§ GESTELLTE AUFGABE A: Wie lautet die Stelle aus dem Textausschnitt über Bildung im kaiserlichen China von „Durch die zunehmende“ bis einschließlich „einem reinen Selektionsinstrument.“, wenn du darin „Konfuzius“ in „Menzius“ änderst?

§ TEXTAUSSCHNITT:

Durch die zunehmende Bedeutung der Beamtenprüfungen im kaiserlichen China und deren starke Formalisierung wurde z. B. die Funktion, die Konfuzius der Beschäftigung mit den klassischen Texten zuschrieb, Basis für das weitere Lernen und Erkennen zu werden, in ihr Gegenteil verkehrt. Die Beschäftigung mit ihnen wurde zu einem reinen Selektionsinstrument.

Die Formalisierungen des Lehr- und Lernprozesses, die vor allem in der Qing-Zeit, also seit der Mitte des 17. Jahrhunderts bis 1911, eintraten, wurden dann unterstützt durch die Übernahme ausländischer Erziehungs- und Bildungsvorstellungen. Hier kommt vor allem der Übernahme des japanischen Bildungswesens Bedeutung zu, das im Zuge der Meiji-Restauration im Jahr 1868 grundlegend nach preußischen und französischen Vorbildern reformiert worden war (Hirano 1978) und das sich stark an die Lehren des deutschen Pädagogen Herbart bzw. die 5-Stufen-Lehre seiner Rezipienten anlehnte. Die Orientierung an diesen Stufen der Organisation des Lehrprozesses führt zu einer Systematisierung der Unterrichtsgestaltung, zugleich aber auch zu einem festgefügten Ablaufschema der einzelnen Unterrichtsschritte, in dem für spontane Äußerungen oder ungeplante Kommunikation kein Platz ist.

§ GESTELLTE AUFGABE B: Welche Zeilen enthalten das Wort „woman“? Ermittle sie und gib jede davon vollständig wieder; Groß- und Kleinschreibung zählt dabei.

Gespeicherte Einträge
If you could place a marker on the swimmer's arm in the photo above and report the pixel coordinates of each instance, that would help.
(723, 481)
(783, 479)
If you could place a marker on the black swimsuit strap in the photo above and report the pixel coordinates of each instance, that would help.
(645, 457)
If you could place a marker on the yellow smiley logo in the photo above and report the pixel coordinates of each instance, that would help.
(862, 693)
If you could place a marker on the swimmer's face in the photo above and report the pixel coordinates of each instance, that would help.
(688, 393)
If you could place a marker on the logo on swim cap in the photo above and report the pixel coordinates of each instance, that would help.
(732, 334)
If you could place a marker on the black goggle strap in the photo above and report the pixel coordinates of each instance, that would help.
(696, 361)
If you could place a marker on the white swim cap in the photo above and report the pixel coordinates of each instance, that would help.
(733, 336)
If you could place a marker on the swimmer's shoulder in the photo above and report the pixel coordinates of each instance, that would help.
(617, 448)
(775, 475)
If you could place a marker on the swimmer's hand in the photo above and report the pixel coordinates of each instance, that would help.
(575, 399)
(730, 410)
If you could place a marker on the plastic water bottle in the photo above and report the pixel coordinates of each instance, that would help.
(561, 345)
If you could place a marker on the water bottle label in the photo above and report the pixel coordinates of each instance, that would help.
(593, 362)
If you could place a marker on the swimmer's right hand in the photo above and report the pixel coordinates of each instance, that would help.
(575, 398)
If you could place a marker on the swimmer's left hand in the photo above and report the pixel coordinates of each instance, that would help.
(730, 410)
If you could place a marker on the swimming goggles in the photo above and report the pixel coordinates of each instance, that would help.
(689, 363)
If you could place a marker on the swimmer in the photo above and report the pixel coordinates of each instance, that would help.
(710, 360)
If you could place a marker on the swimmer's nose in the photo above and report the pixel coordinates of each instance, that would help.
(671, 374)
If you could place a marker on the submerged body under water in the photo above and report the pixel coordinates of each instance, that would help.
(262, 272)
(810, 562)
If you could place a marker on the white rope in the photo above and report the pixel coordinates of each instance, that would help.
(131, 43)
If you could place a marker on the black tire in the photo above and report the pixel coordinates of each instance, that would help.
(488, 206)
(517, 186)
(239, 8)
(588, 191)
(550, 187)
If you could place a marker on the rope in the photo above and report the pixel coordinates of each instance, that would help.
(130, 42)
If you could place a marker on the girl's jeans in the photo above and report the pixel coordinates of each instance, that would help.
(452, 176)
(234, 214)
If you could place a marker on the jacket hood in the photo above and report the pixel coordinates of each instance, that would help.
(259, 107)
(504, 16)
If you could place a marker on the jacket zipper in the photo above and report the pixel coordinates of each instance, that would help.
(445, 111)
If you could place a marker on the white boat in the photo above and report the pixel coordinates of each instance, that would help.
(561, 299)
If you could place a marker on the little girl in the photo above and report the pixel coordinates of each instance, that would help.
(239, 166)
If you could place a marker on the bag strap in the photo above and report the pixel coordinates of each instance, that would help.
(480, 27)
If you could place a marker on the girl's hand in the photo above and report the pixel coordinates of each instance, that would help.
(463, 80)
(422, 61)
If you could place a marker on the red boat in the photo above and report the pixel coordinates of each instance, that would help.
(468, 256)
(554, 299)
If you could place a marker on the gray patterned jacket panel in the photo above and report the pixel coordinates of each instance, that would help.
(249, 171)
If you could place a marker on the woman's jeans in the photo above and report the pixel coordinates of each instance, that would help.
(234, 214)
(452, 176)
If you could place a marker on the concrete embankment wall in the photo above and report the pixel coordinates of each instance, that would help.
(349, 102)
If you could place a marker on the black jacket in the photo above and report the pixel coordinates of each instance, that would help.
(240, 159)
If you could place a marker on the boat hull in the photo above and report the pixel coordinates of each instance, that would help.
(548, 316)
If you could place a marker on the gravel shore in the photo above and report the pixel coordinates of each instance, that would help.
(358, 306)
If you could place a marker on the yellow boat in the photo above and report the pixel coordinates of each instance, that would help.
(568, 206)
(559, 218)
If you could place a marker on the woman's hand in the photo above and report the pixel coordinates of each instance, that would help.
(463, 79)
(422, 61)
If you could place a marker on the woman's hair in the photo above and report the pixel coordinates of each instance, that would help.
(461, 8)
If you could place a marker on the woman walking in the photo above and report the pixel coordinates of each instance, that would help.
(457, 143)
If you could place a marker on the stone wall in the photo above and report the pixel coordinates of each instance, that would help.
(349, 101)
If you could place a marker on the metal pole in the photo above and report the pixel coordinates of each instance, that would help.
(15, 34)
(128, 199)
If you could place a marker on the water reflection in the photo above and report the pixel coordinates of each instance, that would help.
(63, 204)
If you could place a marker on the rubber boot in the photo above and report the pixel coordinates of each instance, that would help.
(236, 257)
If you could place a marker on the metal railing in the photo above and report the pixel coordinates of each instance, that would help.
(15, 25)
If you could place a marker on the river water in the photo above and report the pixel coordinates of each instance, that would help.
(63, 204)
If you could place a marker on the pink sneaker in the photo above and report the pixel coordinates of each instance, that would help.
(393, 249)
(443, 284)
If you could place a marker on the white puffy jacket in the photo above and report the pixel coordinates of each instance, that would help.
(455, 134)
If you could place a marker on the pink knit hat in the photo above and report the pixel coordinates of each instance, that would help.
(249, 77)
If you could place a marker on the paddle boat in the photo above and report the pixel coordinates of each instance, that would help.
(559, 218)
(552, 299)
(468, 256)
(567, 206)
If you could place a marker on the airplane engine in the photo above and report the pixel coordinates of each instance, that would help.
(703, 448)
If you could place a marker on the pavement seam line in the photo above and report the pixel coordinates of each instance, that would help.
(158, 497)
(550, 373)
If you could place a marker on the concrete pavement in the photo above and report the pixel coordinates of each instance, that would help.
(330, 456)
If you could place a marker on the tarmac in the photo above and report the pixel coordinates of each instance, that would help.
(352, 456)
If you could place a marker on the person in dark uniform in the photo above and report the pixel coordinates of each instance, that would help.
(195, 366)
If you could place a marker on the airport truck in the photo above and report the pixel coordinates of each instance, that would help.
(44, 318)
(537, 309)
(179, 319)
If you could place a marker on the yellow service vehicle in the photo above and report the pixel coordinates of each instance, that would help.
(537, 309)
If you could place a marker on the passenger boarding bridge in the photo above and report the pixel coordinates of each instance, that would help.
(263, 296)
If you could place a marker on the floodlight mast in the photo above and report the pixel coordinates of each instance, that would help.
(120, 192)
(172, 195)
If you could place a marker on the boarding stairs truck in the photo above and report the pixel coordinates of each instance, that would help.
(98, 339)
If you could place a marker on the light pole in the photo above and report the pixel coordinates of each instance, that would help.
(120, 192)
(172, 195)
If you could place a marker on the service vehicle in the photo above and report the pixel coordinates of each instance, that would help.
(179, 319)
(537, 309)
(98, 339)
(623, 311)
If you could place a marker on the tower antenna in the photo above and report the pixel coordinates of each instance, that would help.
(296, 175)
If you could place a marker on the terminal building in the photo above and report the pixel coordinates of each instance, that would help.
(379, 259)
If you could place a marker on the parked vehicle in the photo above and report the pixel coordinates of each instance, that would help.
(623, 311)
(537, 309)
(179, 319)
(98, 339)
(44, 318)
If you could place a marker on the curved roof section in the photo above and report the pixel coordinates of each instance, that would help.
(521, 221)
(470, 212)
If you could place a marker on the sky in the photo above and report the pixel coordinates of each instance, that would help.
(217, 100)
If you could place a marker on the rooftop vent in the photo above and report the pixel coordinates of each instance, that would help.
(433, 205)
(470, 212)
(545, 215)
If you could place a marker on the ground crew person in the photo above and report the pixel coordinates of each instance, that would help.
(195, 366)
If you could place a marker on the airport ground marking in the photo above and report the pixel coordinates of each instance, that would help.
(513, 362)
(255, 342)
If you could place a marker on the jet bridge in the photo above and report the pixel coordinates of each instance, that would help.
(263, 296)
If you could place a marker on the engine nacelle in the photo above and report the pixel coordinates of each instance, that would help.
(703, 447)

--

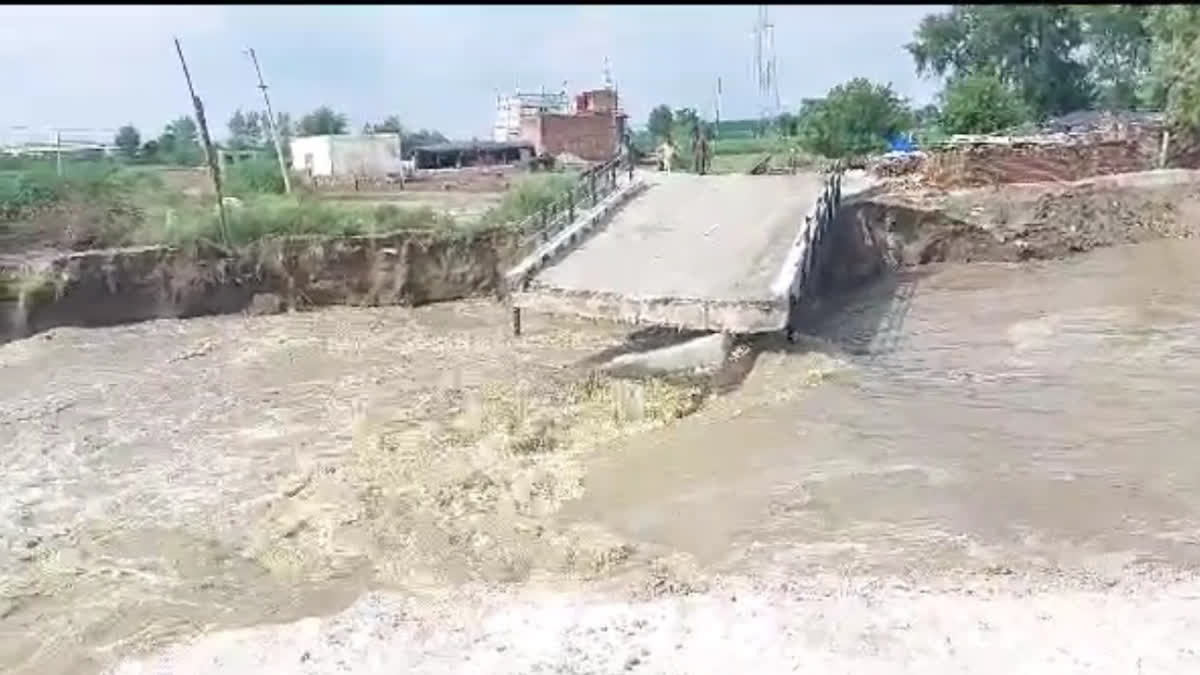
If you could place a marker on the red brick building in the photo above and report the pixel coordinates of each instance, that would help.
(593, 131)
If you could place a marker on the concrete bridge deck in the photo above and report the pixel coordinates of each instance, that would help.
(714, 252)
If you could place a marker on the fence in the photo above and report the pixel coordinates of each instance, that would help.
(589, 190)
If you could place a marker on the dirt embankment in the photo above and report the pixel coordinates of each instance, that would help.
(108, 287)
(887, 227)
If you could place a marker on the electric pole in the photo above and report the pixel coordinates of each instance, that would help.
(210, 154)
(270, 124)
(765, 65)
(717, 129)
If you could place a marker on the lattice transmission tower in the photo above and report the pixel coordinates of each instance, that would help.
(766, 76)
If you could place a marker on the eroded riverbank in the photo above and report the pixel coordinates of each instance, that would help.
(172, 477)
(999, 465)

§ SCHRIFTLICHE ANTWORT A:
Durch die zunehmende Bedeutung der Beamtenprüfungen im kaiserlichen China und deren starke Formalisierung wurde z. B. die Funktion, die Menzius der Beschäftigung mit den klassischen Texten zuschrieb, Basis für das weitere Lernen und Erkennen zu werden, in ihr Gegenteil verkehrt. Die Beschäftigung mit ihnen wurde zu einem reinen Selektionsinstrument.

§ SCHRIFTLICHE ANTWORT B:
If you could place a marker on the woman's jeans in the photo above and report the pixel coordinates of each instance, that would help.
If you could place a marker on the woman's hand in the photo above and report the pixel coordinates of each instance, that would help.
If you could place a marker on the woman's hair in the photo above and report the pixel coordinates of each instance, that would help.
If you could place a marker on the woman walking in the photo above and report the pixel coordinates of each instance, that would help.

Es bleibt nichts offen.